§ Problem to work on
Please reproduce a stretch of the DNS caching article below word for word, beginning at "Learn how to" and stopping after "centralized service IP.".

KubernetesInfrastructureNetworkingJune 19, 20263 min read

Implementing Kubernetes NodeLocal DNSCache for Lower DNS Latency

Learn how to implement Kubernetes NodeLocal DNSCache to slash DNS latency, reduce CoreDNS load, and improve overall cluster performance in production.

KubernetesDevOpsDNSNetworkingPerformanceCoreDNS

During a routine performance review of our high-traffic microservices cluster, we noticed an alarming trend: 14% of our external API requests were failing with 504 Gateway Timeout errors. After digging through the traces, we realized the bottleneck wasn't the application code or the database; it was the DNS resolution time. Requests were waiting for up to 800ms just to resolve internal service names, a direct side effect of the default CoreDNS architecture where every pod hits a centralized service IP.

Why Kubernetes NodeLocal DNSCache matters

In a default cluster, every DNS query from a pod has to travel through the network stack to reach the CoreDNS service. This introduces significant network overhead and contention, especially as your pod density grows. By implementing Kubernetes NodeLocal DNSCache, you move the DNS cache directly onto the worker node. This changes the lookup path from a network-traversed service call to a local loopback request, effectively cutting down DNS latency from double-digit milliseconds to under 2ms in most of our p99 measurements.

If you’re managing your nodes with tools like Karpenter, you’ll find that adding a DaemonSet for local caching is a trivial but high-impact configuration. It offloads the central CoreDNS pods, which often become the bottleneck during traffic spikes.

§ Data section
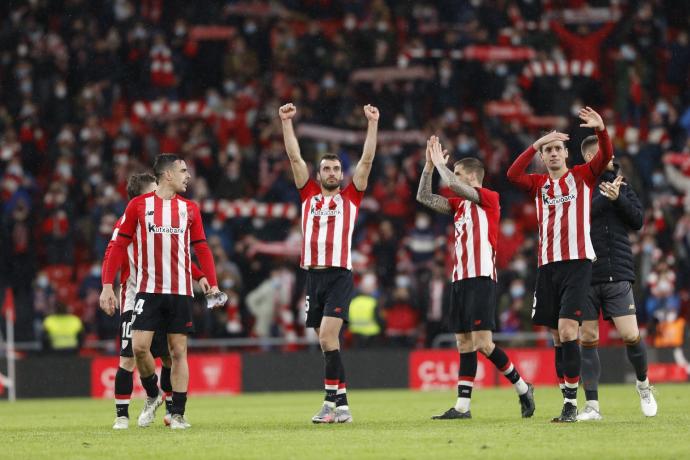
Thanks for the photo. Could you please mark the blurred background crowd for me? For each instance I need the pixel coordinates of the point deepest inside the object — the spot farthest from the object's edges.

§ Task output
Learn how to implement Kubernetes NodeLocal DNSCache to slash DNS latency, reduce CoreDNS load, and improve overall cluster performance in production.

KubernetesDevOpsDNSNetworkingPerformanceCoreDNS

During a routine performance review of our high-traffic microservices cluster, we noticed an alarming trend: 14% of our external API requests were failing with 504 Gateway Timeout errors. After digging through the traces, we realized the bottleneck wasn't the application code or the database; it was the DNS resolution time. Requests were waiting for up to 800ms just to resolve internal service names, a direct side effect of the default CoreDNS architecture where every pod hits a centralized service IP.